§ **PASSAGE SHOWN**:
## begin

As a Pakistani Muslim American born and raised in the US, I was very excited when I heard about this coming-of-age story of a Pakistani American boy in the US written by a Pakistan American author. I also read positive reviews and, therefore, anticipated reading a nuanced, refreshing story with multidimensional characters reflecting an authentic Pakistani Muslim American experience.

My anticipation quickly turned to dread as I read the first few pages of this novel, which describe the main character Hayat's so-called liberation and "freedom" from his religion as he sinks his teeth into a pork hot dog. The next few pages describe a college class in which the professor challenges the authenticity of the Muslim holy book, the Qur'an, while the protagonist Hayat happily follows along. It immediately struck me as an easy plot device for the author to portray the main character as one who has rejected his religion in order to gain freedom. I dreaded the rest of the story for fear that it would surely paint all Muslims as one-dimensional stereotypical caricatures...closed-minded extremists...but part of me hoped that that I would be wrong.

## end

§ **RAW RECORDS**:
## begin

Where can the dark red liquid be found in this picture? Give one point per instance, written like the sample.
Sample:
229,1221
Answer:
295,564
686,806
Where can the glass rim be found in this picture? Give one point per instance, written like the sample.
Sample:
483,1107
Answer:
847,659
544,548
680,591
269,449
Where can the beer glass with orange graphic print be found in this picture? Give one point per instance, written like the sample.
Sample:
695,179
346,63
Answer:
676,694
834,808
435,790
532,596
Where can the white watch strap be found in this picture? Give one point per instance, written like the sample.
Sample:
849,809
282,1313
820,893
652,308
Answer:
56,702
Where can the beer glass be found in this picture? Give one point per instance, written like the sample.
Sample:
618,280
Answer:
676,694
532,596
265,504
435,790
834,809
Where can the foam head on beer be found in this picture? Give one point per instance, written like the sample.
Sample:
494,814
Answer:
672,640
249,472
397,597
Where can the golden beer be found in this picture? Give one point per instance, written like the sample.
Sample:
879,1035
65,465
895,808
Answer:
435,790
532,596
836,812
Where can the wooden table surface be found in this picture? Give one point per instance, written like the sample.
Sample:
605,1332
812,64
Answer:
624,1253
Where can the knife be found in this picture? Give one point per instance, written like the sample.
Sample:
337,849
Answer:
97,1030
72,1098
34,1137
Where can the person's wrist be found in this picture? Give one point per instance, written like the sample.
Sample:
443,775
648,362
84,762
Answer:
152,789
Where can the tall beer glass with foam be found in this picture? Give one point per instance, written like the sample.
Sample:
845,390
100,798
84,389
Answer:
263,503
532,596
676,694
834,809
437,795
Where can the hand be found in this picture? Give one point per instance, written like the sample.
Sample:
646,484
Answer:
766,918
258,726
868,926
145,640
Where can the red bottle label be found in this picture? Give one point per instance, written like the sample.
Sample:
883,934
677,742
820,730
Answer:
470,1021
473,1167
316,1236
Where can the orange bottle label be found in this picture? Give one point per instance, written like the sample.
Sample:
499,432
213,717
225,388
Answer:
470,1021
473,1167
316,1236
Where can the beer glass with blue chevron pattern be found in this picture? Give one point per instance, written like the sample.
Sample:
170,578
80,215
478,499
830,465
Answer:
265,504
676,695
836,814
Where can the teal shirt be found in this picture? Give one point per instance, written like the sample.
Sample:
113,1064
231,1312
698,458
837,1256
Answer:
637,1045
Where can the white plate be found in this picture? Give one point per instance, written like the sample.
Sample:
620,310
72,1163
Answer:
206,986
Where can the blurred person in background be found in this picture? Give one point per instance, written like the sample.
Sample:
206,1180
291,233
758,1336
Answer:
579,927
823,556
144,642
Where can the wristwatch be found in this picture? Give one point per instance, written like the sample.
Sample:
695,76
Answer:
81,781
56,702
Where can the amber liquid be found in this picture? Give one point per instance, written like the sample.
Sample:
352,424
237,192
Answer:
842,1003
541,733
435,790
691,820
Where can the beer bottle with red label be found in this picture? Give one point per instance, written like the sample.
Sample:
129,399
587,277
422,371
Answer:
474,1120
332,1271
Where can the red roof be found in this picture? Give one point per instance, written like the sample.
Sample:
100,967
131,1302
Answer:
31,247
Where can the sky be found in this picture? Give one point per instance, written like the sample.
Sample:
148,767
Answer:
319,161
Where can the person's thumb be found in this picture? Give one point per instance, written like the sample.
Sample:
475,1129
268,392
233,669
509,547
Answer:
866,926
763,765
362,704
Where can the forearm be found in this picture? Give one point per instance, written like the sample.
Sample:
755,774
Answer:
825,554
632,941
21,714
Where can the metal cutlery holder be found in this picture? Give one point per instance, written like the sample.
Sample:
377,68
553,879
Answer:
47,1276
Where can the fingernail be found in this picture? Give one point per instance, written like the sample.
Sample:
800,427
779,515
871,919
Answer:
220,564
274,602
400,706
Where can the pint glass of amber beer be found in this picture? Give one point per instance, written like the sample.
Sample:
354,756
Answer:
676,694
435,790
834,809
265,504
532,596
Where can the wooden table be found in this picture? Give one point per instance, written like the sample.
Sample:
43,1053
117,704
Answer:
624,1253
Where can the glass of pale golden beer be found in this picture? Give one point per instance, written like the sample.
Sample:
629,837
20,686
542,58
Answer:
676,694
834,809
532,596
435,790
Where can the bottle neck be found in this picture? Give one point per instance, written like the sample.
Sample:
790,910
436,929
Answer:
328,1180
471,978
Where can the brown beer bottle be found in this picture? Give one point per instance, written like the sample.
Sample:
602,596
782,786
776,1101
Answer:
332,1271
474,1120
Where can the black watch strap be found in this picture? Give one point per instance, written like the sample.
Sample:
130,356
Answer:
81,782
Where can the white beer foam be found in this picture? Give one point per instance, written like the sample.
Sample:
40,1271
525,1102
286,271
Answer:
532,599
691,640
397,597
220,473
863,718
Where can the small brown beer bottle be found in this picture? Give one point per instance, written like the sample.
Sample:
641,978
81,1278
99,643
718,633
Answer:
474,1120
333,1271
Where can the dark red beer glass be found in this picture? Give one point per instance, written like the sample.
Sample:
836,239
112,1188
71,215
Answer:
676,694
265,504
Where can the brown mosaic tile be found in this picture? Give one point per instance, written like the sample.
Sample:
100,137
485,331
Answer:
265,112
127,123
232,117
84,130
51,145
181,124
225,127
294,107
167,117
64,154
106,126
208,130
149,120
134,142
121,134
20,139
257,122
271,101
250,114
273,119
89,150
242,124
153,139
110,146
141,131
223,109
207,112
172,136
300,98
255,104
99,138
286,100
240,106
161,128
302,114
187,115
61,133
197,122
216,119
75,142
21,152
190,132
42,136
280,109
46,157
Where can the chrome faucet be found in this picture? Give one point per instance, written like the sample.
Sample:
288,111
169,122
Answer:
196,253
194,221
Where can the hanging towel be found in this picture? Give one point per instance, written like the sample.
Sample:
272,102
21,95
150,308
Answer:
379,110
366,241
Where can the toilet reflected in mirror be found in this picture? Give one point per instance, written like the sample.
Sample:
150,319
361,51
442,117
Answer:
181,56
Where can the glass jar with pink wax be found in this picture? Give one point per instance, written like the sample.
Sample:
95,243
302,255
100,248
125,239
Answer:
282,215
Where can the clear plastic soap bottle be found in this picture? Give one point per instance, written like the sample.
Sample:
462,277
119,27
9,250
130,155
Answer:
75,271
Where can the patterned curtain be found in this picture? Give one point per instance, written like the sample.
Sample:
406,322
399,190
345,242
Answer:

## end

§ **SHORT TASK 1**:
According to the book review, what does Hayat bite into in the novel's first few pages?
§ **SHORT TASK 2**:
Write the next few sentences of the book review, picking up right after its final sentence.

§ **WRITTEN RESPONSE 1**:
A pork hot dog.

§ **WRITTEN RESPONSE 2**:
Unfortunately, I was right. The cast of Pakistani and Muslim characters in this story covers the majority of stereotypes widely disseminated in society today: closed-minded, anti-Semitic Muslims; violent, abusive Muslim men; philandering, alcoholic hypocritical Muslim men; oppressed, fatalistic Muslim women. Aside from the one arguably nuanced character in the story, Mina, the rest of the characters are one dimensional. The negative portrayal of Pakistani Muslims as a whole was not only disappointing; it reeked of inauthenticity to me. There was a lack of nuance and a lack of humanity in these characters that rendered them unlikeable and unrelatable.

I feel very let down. I hoped to read a story in which I could see a bit of my life experience within its pages. Instead, I read a story which panders to the mainstream Western narrative of Pakistanis and Muslims as backward, dysfunctional, extremist abusers, a story in which the protagonist must reject his identity and religion to find any semblance of redemption.

I gave this story two stars because it was written well, for what it was, making for a fast and, at times, gripping read. On the whole, though, a disappointment.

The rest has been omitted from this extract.